§ **QUESTIONS**:
1. List the universities named in the text about soil movement and vegetation.
2. According to the soil movement text, by how much can contour farming reduce soil loss?
3. Carry on the text about soil movement and vegetation, starting after its last sentence.

§ **EXERCISE TEXT**:
========================================

Due to the immediate danger associated with landslides in mountainous areas, a lot of research has been done on short term effects of soil movement and the processes are relatively well known. But what is happening in low-gradient landscapes? What are long-term influences of different types of vegetation? How much do we really know about the processes and how can these findings be used in the future for a more sustainable development? The prediction of soil loss and landscape development has become one major factor in planning and management practices for agriculture. Contour Farming, for example, can reduce soil loss by 50% as can soil stabilising crop rotations.

Chartwell Basin. James Harper (CC BY-NC 2.0),

Matthew Hughes from the University of Canterbury, Peter Almond from Lincoln University and Joshua Roering, from the University of Oregon, question the stabilising effect of forests on low slope (<30%) hill sites. Over long timescales, the sediment transport of smooth landscapes increased bioturbation in a forest environment which increases sediment flux, as suggested in their article “Increased sediment transport via bioturbation at the last glacial-interglacial transition“. The geomorphic response to climate change is evident, but the understanding of how vegetation (and especially vegetation change) contributes to soil movement is poorly understood. Although numerical models start to incorporate these effects, there is not a lot quantitative field data for calibration and validation.

========================================

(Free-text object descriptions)
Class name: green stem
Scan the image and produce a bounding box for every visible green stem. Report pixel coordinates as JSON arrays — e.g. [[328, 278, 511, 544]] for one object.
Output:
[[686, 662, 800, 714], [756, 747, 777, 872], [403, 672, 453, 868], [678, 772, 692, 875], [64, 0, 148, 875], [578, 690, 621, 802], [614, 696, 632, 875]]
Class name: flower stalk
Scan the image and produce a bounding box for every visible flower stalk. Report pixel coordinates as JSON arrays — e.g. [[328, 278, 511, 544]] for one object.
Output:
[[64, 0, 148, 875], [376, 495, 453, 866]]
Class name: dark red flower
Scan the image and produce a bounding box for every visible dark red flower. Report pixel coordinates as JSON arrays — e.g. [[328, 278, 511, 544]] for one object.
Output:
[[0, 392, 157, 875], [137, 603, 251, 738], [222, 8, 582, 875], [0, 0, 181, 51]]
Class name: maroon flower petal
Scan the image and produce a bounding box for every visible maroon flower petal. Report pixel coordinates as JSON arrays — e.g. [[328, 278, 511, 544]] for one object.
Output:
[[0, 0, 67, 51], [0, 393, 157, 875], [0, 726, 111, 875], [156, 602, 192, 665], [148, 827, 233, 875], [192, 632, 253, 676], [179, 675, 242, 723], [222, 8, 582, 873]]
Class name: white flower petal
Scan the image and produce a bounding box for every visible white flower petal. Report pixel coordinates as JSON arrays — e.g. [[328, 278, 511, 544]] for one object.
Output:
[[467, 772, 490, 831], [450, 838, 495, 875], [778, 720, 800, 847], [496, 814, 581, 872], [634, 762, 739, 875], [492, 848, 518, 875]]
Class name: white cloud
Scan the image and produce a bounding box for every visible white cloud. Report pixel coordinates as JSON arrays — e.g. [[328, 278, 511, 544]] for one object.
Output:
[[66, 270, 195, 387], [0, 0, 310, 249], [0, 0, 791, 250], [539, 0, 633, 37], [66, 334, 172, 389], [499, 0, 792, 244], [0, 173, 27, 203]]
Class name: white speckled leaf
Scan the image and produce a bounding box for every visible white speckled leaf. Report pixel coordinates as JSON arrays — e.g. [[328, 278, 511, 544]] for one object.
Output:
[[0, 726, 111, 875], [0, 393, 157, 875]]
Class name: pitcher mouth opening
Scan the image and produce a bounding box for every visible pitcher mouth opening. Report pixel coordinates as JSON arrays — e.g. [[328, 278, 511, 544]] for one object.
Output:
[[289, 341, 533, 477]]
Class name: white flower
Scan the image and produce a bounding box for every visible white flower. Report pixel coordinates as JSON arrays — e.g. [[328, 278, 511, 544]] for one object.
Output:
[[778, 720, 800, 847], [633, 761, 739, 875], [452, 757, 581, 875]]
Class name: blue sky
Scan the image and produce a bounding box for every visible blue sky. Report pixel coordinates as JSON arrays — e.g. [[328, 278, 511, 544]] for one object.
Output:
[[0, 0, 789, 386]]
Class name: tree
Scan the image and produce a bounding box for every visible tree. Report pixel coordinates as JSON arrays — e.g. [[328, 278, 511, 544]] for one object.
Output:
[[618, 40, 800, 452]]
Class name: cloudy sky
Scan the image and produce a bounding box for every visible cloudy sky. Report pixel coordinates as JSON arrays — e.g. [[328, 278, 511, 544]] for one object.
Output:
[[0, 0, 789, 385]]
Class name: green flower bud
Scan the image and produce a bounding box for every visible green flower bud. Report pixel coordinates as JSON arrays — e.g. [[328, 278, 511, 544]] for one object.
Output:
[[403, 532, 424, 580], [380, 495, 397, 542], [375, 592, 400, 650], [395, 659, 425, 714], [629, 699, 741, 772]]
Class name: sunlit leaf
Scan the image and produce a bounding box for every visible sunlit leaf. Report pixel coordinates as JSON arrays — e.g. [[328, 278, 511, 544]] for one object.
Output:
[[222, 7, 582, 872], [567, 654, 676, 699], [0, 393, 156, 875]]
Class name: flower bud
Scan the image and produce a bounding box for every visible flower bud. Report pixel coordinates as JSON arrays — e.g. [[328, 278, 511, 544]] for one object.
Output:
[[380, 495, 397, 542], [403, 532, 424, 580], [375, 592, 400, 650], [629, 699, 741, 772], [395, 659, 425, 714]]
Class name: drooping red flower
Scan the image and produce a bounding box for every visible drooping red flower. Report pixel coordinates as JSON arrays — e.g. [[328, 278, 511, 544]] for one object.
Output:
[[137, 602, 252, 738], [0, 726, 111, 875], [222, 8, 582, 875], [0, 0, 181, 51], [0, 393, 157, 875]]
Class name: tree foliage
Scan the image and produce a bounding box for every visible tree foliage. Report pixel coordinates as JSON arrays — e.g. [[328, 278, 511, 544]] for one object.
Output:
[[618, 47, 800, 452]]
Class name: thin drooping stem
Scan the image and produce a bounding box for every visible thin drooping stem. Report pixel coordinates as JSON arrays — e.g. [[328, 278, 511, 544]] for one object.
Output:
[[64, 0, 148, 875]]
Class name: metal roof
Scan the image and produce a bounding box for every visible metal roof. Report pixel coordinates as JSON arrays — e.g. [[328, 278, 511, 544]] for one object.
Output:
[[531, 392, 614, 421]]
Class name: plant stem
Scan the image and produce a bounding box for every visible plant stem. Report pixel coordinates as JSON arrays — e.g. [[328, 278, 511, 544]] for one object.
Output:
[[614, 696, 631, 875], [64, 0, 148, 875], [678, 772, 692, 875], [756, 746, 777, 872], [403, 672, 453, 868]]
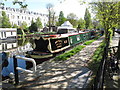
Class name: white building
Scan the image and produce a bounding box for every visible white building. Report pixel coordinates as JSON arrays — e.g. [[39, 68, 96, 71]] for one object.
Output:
[[0, 28, 17, 40], [0, 7, 48, 27]]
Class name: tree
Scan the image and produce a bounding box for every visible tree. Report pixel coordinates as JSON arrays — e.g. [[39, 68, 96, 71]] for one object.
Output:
[[29, 19, 38, 33], [36, 17, 42, 29], [0, 0, 28, 8], [77, 18, 85, 29], [67, 13, 77, 27], [1, 11, 12, 28], [58, 11, 66, 26], [84, 8, 91, 29], [91, 1, 120, 40], [13, 24, 18, 28], [20, 21, 27, 30], [46, 3, 53, 31]]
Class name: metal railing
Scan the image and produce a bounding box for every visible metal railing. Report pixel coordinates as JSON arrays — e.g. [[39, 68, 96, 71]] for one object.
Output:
[[92, 34, 110, 90], [13, 56, 36, 85]]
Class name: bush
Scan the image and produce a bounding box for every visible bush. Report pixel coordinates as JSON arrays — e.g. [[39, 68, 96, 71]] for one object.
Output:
[[84, 40, 95, 45]]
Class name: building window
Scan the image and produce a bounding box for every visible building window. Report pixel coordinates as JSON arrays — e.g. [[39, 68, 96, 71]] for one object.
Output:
[[11, 32, 13, 35], [4, 32, 6, 37], [1, 32, 3, 38], [28, 17, 30, 20]]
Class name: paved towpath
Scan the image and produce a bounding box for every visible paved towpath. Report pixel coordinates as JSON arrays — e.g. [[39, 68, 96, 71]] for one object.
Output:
[[2, 37, 104, 89], [104, 33, 120, 90]]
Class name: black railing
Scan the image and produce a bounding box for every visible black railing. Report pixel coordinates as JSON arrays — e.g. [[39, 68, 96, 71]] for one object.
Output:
[[92, 34, 110, 90]]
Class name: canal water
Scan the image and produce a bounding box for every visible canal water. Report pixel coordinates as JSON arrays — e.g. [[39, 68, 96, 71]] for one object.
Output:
[[0, 37, 48, 80]]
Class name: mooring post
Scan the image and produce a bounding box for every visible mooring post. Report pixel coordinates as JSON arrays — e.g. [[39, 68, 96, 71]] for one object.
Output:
[[13, 56, 19, 85]]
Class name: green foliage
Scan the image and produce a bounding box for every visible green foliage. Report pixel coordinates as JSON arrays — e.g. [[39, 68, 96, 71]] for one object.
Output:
[[77, 18, 85, 29], [29, 19, 41, 33], [57, 11, 66, 26], [91, 0, 120, 40], [0, 11, 12, 28], [67, 13, 77, 28], [84, 40, 95, 45], [84, 8, 92, 29], [13, 24, 18, 28], [54, 45, 85, 61], [13, 0, 28, 8], [36, 17, 42, 29]]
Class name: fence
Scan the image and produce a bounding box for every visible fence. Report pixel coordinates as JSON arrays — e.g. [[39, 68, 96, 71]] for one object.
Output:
[[13, 56, 36, 85], [92, 34, 110, 90]]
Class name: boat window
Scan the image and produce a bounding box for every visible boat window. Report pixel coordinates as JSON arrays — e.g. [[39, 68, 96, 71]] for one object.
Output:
[[57, 29, 68, 34], [69, 29, 76, 33]]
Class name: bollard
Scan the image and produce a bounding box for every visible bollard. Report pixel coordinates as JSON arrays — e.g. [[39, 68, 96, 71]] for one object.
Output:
[[13, 56, 19, 85]]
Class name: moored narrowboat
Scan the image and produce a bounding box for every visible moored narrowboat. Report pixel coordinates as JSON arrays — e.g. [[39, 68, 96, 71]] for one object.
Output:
[[27, 21, 96, 59]]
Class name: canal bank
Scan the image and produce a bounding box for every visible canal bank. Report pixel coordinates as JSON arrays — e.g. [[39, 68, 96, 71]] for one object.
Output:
[[3, 37, 104, 88]]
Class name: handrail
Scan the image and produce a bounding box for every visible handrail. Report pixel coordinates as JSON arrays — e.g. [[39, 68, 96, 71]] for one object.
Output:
[[16, 56, 36, 73]]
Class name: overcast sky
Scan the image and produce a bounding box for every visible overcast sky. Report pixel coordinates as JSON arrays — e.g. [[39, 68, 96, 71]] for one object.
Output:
[[1, 0, 90, 18]]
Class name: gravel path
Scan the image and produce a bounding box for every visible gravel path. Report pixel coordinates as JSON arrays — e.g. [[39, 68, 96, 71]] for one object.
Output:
[[2, 37, 104, 88]]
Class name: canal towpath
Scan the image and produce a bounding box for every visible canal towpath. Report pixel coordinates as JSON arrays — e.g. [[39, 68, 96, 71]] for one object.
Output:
[[3, 37, 104, 89]]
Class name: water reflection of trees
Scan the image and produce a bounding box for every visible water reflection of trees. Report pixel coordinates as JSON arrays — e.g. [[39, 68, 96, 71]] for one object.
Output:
[[18, 38, 35, 48]]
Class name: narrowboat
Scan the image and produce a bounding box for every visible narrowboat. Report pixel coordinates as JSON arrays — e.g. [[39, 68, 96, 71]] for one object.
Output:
[[26, 21, 94, 59]]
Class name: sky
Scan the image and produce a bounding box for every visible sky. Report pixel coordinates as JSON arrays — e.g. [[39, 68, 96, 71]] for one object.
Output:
[[0, 0, 88, 18]]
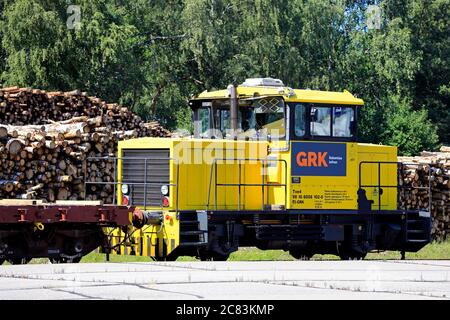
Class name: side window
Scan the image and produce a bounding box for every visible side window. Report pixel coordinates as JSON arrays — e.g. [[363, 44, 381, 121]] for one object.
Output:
[[311, 106, 331, 136], [333, 107, 355, 138], [198, 108, 210, 138], [294, 104, 306, 137]]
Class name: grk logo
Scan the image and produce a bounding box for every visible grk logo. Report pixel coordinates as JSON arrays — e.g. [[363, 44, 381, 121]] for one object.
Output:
[[296, 151, 328, 167], [291, 142, 347, 176]]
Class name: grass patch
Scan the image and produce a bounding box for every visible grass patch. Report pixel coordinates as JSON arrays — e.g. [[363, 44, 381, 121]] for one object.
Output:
[[5, 240, 450, 264]]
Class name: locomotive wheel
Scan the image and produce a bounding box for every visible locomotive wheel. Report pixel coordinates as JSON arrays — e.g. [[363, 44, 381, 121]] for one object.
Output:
[[289, 249, 314, 260], [6, 258, 31, 264], [48, 257, 81, 264], [339, 250, 367, 260], [199, 252, 230, 261]]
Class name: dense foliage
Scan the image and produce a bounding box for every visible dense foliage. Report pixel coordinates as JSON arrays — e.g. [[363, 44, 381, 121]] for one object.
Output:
[[0, 0, 450, 154]]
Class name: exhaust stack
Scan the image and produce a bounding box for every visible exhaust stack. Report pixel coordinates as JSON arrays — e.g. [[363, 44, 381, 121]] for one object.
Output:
[[228, 84, 238, 138]]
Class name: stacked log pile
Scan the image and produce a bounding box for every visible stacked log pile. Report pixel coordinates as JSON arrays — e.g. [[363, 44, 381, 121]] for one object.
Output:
[[0, 87, 170, 203], [399, 147, 450, 241]]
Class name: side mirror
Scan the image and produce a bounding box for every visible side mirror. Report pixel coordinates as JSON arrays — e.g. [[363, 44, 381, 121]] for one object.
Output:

========================================

§ **ANSWERS TO THE EXERCISES**:
1. University of Canterbury, Lincoln University, University of Oregon

2. By 50%.

3.
The authors used the Charwell Basin on the South Island, NZ as a study site to investigate sediment flux rates. This low-gradient, unchanneled valley transect was vegetated by forest during the Holocene, roughly 14,000 years ago,  and grass/shrubland during the Pleistocene, from 2.6 million years to 14,000 years ago. The fluctuations in soil accumulation suggests that climate and vegetation have a long-term impact on soil transport. The results of the study show that the Holocene transport rate is nearly twice the one on the Pleistocene. This highlights the significance of biogenic processes in estimating erosion and soil movement processes. The article suggests that, over short time scales, root networks effectively stabilise soils, but in the long term, tree turnover and bioturbation increases downslope movement of soil.

Lewis Pass slip
A slip in Lewis Pass. Trees aren’t always able to stabilize soil. Image from Adrian Paterson.

This research agrees with other studies that examine the major impact of vegetational change on local forest landscapes. The rate of change during the Holocene is very similar to conclusions of Denny and Goodlett (1956). Hughes, Almond and Roering state that steep slopes soil movement via landslides will always exceed the influence of bioturbation. Although in low-gradient slopes, such as the study site, the opposite seems to be the case. A few recent models have included climatic and vegetational influence on soil transport and soil properties.

This type of study allows us to understand the relation of ecological processes and landscape evolution as well as estimating the effect of climate change on different landscapes around the globe. But more importantly, it is one step further in understanding the complex processes that influence the roots of our existence.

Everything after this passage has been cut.